● **What to do**
- a) Reproduce everything in the winter-city urban design passage from "Major projects connected" down to "has been neglected.".
- b) Write the next part of the passage on winter-city urban design research, picking up after its final sentence.

··· Excerpted passage ···

1. Urban design of winter cities: Winter season connectivity for soft mobility
2. Heritagisation, re-heritagisation and de-heritagisation of built environments: The urban transformation of Kiruna, Sweden
3. Outdoor Comfort in Cold Climates: Integrating Microclimate Factors in Urban Design
4. Attractiveness in Urban Design: A study of the production of attractive places

The full list of resulting studies, documents and articles can be found here

Major projects connected to this research include the moving of the Arctic City, Kiruna. The planning and urban design of Kiruna have historically acknowledged the winter context, however in the ongoing urban transformation best practice in winter planning considering the mikroclimate has been neglected.

To progress this line of inquiry, the group has strong links with the University of the Arctic (UArctic) and the Architect Five, a forum for collaboration of the five universities in the northern Fennoscandian region: University of Oulu, University of Lapland, Luleå University of Technology, UiT -The Arctic University of Norway, and Umeå University

Overarching considerations in this work encompass current planning agenda's of human health and well-being, climate change, global warming, urban heritage and place attractiveness. For urban design in particular the work expands the notion of green/ blue infrastructure planning to 'WHITE, GREEN, BLUE' - to encompass the winter season.

Historically important Architects and Planners include Ralph Erskine and Anne Brit Børve.

··· Given records ···

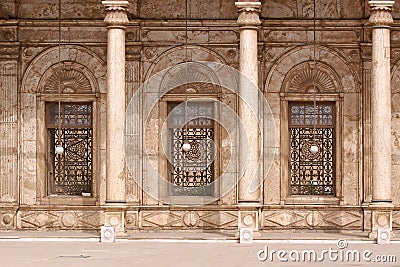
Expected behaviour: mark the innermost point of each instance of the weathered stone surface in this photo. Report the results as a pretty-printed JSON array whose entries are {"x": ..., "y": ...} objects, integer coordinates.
[
  {"x": 29, "y": 54},
  {"x": 312, "y": 219}
]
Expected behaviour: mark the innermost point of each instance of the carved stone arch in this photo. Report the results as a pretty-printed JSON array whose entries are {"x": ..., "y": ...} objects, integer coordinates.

···

● **Solved tasks**
- a)
Major projects connected to this research include the moving of the Arctic City, Kiruna. The planning and urban design of Kiruna have historically acknowledged the winter context, however in the ongoing urban transformation best practice in winter planning considering the mikroclimate has been neglected.

- b)
Cities and towns actively planning and designing for winter use include:

- Gällivare, Sweden
- Kiruna, Sweden
- Luleå, Sweden
- Oulu, Finland
- Svappavaara, Sweden
- Tromsø, Norway

== Winter City Edmonton ==
In 2013 the city of Edmonton approved the WinterCity Strategy. This strategy has four pillars of focus– Winter Life, Winter Design, Winter Economy, and Our Winter Story. In 2016, the City released the Winter City Design Guidelines, a document that outlines how to best equip our city to thrive and function in the winter months. The guidelines cover many areas of design— streets, architecture, infrastructure, vegetation, public art, way finding, transit, and more. The guidelines offer five main principles of design for a winter city.

1. Incorporate strategies to block wind, particular prevailing winds and downdrafts
2. Maximize sun exposure through orientation and design
3. Use of colour to enliven the winterscape
4. Create visual interest with light, while being mindful of intensity, spread, contrast, and colour
5. Design and provide infrastructure that supports desired winter life and improves comfort and access in cold weather

Sun and wind exposure is a major area of consideration when thinking about urban design. For urban areas, taller buildings should be located on the north side of streets to avoid shadow casting over sidewalks and outdoor spaces. Along with these building considerations, side to side building heights should be varied by one- to two-storeys to reduce wind speeds. At the base of these buildings, compact, fine-grained developments create a more inviting and walkable area. Fine-grained is defined in these guidelines by "small blocks, narrow frontages, and frequent storefronts". For outdoor parks and streets, vegetation near roads must be able to withstand salt, sand, and gravel. Plant material along sidewalks or parking lots should be set back to allow for space for snow storage, and raised plant beds can protect damage from both snow clearing and grass cutting equipment. Deciduous trees are a great choice for south facing areas, as they allow sun to reach the ground during the winter months while providing shade in the warmer summer months. The guidelines also outline tips for lightning. Feature lighting is a great way to create an inviting atmosphere in the dim months, providing visual interest, landmarks, and a sense of safety. The city recommends that lighting face downward to reduce light pollution.